:: Data extracts ::

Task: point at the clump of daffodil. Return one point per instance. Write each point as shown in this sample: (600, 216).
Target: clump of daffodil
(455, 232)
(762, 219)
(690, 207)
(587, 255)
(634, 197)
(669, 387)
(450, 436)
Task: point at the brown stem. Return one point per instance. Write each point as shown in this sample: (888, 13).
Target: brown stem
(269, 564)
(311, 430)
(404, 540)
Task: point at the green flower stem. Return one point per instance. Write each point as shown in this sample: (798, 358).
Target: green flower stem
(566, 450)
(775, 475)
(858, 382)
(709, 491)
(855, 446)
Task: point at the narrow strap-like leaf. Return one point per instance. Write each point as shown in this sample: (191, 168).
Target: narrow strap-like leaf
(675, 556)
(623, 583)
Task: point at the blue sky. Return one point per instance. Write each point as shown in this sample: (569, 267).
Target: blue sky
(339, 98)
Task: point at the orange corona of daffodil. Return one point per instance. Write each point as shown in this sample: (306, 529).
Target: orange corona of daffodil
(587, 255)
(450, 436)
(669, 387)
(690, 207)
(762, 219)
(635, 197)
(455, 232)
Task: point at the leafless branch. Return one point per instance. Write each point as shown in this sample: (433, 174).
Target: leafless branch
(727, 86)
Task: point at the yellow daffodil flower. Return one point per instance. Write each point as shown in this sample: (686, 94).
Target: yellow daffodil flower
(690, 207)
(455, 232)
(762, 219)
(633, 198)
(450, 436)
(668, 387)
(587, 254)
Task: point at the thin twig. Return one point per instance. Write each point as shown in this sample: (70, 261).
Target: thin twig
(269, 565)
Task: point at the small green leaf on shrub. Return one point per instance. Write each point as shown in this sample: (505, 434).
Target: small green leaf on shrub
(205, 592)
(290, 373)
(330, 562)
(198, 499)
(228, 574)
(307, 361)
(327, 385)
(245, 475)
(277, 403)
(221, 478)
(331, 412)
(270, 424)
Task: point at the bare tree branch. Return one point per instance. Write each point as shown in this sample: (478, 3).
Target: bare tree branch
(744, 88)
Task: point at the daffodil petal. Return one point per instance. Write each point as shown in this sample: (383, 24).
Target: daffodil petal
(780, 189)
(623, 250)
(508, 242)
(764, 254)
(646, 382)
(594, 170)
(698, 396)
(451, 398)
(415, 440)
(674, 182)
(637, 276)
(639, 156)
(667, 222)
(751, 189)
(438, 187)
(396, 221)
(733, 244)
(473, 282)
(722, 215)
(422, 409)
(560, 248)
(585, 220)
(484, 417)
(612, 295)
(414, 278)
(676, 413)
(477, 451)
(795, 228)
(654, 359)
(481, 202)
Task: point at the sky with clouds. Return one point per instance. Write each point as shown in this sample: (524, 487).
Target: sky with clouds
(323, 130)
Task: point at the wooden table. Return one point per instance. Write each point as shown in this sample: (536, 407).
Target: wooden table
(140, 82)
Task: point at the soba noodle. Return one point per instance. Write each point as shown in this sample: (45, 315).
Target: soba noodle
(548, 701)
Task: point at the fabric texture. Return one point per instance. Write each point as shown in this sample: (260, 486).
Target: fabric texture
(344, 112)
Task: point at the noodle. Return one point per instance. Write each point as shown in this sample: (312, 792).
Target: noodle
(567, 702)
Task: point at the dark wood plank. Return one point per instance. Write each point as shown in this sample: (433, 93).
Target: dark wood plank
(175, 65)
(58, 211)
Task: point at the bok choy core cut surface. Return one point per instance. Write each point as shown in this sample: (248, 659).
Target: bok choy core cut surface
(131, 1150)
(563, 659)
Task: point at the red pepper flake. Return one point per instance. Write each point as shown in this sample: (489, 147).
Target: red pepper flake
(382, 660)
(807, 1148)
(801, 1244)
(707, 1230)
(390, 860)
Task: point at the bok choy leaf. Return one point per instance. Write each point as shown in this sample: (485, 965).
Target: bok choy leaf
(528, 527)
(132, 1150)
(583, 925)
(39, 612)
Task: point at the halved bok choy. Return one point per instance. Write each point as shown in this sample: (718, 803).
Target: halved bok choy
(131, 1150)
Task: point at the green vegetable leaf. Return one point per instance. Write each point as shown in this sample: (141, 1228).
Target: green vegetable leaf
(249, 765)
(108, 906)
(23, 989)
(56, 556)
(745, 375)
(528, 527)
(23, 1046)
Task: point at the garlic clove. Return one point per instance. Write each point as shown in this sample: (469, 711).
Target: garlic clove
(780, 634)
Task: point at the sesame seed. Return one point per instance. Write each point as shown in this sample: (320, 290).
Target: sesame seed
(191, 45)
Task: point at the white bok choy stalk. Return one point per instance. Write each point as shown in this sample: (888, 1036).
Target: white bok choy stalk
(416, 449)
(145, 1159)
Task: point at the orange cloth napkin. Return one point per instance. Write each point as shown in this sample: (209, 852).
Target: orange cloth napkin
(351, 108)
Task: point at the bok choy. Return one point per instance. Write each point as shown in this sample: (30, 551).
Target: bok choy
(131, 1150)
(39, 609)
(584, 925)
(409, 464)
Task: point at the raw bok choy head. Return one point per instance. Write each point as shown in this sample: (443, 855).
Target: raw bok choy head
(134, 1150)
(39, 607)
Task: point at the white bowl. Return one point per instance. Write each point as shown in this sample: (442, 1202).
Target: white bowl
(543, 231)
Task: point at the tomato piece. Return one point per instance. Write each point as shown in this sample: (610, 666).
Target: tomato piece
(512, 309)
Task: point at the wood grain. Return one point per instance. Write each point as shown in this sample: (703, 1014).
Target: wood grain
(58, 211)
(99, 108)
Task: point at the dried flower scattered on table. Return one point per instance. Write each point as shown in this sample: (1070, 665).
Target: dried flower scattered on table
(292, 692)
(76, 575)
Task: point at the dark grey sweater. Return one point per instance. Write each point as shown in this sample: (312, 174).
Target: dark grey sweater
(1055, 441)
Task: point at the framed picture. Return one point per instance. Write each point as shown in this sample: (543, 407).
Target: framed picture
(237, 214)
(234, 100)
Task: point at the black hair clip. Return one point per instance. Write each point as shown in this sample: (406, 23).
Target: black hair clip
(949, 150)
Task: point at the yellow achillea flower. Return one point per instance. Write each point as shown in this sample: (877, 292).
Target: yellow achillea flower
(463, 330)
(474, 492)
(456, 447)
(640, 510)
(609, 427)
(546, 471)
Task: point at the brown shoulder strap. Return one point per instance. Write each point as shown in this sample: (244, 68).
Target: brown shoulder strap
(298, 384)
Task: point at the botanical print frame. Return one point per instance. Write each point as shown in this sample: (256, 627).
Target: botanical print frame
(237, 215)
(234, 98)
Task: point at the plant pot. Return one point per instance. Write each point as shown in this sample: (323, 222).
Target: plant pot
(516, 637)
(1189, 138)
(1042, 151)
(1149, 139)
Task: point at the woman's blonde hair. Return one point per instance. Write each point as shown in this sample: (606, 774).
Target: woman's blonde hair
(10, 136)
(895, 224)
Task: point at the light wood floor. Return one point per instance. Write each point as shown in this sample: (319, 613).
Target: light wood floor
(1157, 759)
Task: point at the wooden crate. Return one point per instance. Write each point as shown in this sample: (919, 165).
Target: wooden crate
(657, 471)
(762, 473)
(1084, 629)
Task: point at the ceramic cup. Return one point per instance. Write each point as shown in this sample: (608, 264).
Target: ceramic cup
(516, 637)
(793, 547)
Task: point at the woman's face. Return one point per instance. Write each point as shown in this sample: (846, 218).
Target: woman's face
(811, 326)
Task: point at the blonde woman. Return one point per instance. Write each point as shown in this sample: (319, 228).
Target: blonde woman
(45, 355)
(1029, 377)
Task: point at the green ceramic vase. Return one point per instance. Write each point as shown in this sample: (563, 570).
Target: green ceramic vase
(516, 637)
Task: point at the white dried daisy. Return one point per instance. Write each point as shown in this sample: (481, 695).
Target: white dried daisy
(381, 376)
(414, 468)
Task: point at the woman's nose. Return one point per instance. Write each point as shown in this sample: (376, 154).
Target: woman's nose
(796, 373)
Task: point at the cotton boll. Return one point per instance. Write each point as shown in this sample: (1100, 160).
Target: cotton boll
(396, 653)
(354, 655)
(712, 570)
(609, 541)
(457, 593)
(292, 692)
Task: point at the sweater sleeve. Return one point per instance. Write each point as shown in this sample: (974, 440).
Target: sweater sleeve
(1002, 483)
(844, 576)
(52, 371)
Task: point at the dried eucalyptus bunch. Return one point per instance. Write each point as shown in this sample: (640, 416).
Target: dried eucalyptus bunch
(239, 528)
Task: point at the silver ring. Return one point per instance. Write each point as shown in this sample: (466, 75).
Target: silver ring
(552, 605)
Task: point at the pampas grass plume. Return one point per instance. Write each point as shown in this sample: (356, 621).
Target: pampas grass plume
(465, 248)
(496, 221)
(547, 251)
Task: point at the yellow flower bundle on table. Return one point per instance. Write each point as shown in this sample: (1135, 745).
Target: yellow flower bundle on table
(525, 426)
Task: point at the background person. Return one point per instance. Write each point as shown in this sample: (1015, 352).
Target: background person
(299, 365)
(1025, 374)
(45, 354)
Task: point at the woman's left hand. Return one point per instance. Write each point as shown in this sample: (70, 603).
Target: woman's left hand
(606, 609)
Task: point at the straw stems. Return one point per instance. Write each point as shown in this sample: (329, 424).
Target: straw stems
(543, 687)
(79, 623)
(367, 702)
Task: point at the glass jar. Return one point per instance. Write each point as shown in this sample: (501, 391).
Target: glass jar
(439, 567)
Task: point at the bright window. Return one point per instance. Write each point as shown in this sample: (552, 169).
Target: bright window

:::

- [Description of the task]
Find the line with "Task: point at the white dried" in the entries above. Retype it and each line after it, exactly, through the line with "Task: point at the woman's nose.", and stop there.

- [Response area]
Task: point at the white dried daisy. Return one point per instance. Write each point as shown in this sample: (481, 695).
Target: white dried daisy
(381, 376)
(414, 468)
Task: point at the woman's nose. Return one point per instance. Write each point as shown in this sample: (376, 154).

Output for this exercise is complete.